• AUSGEWÄHLTER TEXTAUSZUG
↓

Das im Mai 2022 erschienene Gutachten zur Bewertung der Namensgeber der Universität Tübingen, Graf Eberhard und Herzog Karl Eugen von Württemberg, stößt bei einigen Studierenden auf Ablehnung. Unsere Redakteurin hat mit Raphael Kupczik, Mitglied des Arbeitskreises Politische Bildung des StuRas, über Kritik am Gutachten, die grausamen Taten Herzog Karls, und die Forderungen der Umbenennungsbefürworter*innen gesprochen.

Der Senat der Universität Tübingen beauftragte 2021 eine Arbeitsgruppe, die beiden Herrscher auf den moralischen Prüfstand zu stellen. (Hier berichteten wir.) Schon seit über fünfzig Jahren fordern Studierende die Umbenennung der Universität, da Graf Eberhard Antisemit und Herzog Karl Eugen Autokrat gewesen sein sollen. Als das Gutachten im Mai 2022 erschien, waren viele Studierende mit dem Ergebnis unzufrieden.

Der Student Raphael Kupczik (23) ist aktiv im Arbeitskreis Politische Bildung des Studierendenrats, der sich für die Umbenennung der Universität einsetzt. „Wir freuen uns, dass überhaupt ein wissenschaftliches Gutachten erstellt wurde und die Diskussion somit vorankommt“, sagt er. „Trotzdem haben wir einige Kritikpunkte.“

Die Auswahl der Historikerinnen und Historiker, die das Gutachten erstellten, ist für Kupczik fragwürdig. Die Direktorin des Instituts für Geschichtliche Landeskunde der Universität Tübingen, Professorin Sigrid Hirbodian, leitete die Kommission. „Landeshistoriker*innen neigen dazu, Herrscher positiv darzustellen. Oft weil die Quellen sie so beschreiben“, erklärt Kupczik. Außerdem war keine jüdische Person in der Kommission, womit die Perspektive der Betroffenen außer Acht gelassen wird.

↑

• DATENAUSZÜGE
↓

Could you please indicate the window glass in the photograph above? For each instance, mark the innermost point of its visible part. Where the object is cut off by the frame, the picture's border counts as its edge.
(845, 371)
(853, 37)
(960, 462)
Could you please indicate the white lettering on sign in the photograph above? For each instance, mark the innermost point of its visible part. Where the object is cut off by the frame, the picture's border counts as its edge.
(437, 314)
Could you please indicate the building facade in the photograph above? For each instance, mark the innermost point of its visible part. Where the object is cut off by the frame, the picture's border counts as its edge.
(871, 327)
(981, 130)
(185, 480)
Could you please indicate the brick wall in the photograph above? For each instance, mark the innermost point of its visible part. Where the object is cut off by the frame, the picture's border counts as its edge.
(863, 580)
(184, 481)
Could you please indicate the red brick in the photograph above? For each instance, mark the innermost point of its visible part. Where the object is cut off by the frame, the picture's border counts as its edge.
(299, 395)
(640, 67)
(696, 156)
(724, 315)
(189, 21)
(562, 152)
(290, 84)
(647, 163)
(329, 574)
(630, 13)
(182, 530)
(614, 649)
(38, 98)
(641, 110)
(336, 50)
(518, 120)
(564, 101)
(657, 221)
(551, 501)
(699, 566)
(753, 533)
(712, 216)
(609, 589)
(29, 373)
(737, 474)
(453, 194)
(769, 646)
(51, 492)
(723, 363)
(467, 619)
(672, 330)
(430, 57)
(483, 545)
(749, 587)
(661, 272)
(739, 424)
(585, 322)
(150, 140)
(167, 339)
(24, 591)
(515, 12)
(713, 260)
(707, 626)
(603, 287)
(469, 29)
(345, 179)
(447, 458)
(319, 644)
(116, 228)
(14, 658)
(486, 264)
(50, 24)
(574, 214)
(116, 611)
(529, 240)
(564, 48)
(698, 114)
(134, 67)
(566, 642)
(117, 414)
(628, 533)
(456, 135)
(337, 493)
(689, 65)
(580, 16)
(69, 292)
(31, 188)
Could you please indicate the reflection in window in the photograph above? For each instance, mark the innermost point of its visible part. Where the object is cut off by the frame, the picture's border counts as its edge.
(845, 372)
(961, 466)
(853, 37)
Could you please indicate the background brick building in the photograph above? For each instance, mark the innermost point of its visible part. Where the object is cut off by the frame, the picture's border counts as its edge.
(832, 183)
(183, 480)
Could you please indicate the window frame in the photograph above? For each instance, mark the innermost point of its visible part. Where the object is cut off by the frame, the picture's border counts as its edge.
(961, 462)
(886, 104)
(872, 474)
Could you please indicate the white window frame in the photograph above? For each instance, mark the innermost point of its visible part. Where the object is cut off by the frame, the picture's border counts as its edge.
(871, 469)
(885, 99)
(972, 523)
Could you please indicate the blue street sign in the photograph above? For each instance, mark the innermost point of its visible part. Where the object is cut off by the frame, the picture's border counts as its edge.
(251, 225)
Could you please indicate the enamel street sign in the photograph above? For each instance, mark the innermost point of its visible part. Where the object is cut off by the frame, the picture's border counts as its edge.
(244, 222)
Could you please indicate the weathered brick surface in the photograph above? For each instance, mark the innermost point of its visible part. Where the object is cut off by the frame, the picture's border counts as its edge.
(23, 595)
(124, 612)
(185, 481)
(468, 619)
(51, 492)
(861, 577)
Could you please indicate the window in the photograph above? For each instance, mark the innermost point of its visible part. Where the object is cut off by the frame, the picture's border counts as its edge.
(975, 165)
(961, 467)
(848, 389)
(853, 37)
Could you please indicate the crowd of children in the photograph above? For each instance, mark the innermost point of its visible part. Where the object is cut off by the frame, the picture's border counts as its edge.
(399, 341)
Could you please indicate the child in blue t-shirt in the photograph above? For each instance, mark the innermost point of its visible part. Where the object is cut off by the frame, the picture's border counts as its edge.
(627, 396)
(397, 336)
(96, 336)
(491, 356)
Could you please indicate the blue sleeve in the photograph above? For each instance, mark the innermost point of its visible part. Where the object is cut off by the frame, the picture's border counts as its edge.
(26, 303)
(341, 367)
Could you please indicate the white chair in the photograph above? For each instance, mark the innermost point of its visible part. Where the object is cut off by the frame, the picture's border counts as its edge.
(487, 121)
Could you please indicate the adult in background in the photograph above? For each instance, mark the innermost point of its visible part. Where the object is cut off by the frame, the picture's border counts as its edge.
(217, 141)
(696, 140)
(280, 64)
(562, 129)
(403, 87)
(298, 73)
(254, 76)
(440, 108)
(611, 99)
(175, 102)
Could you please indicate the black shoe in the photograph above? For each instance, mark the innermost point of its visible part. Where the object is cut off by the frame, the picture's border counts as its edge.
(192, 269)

↑

• ANFORDERUNGEN
Schreiben Sie den Abschnitt des Textauszugs wortgetreu ab, der mit den Worten „Das im Mai 2022“ einsetzt und mit „der Umbenennungsbefürworter*innen gesprochen.“ schließt. Die Datensätze stammen aus einer anderen Quelle als der Textauszug.

• LÖSUNG
Das im Mai 2022 erschienene Gutachten zur Bewertung der Namensgeber der Universität Tübingen, Graf Eberhard und Herzog Karl Eugen von Württemberg, stößt bei einigen Studierenden auf Ablehnung. Unsere Redakteurin hat mit Raphael Kupczik, Mitglied des Arbeitskreises Politische Bildung des StuRas, über Kritik am Gutachten, die grausamen Taten Herzog Karls, und die Forderungen der Umbenennungsbefürworter*innen gesprochen.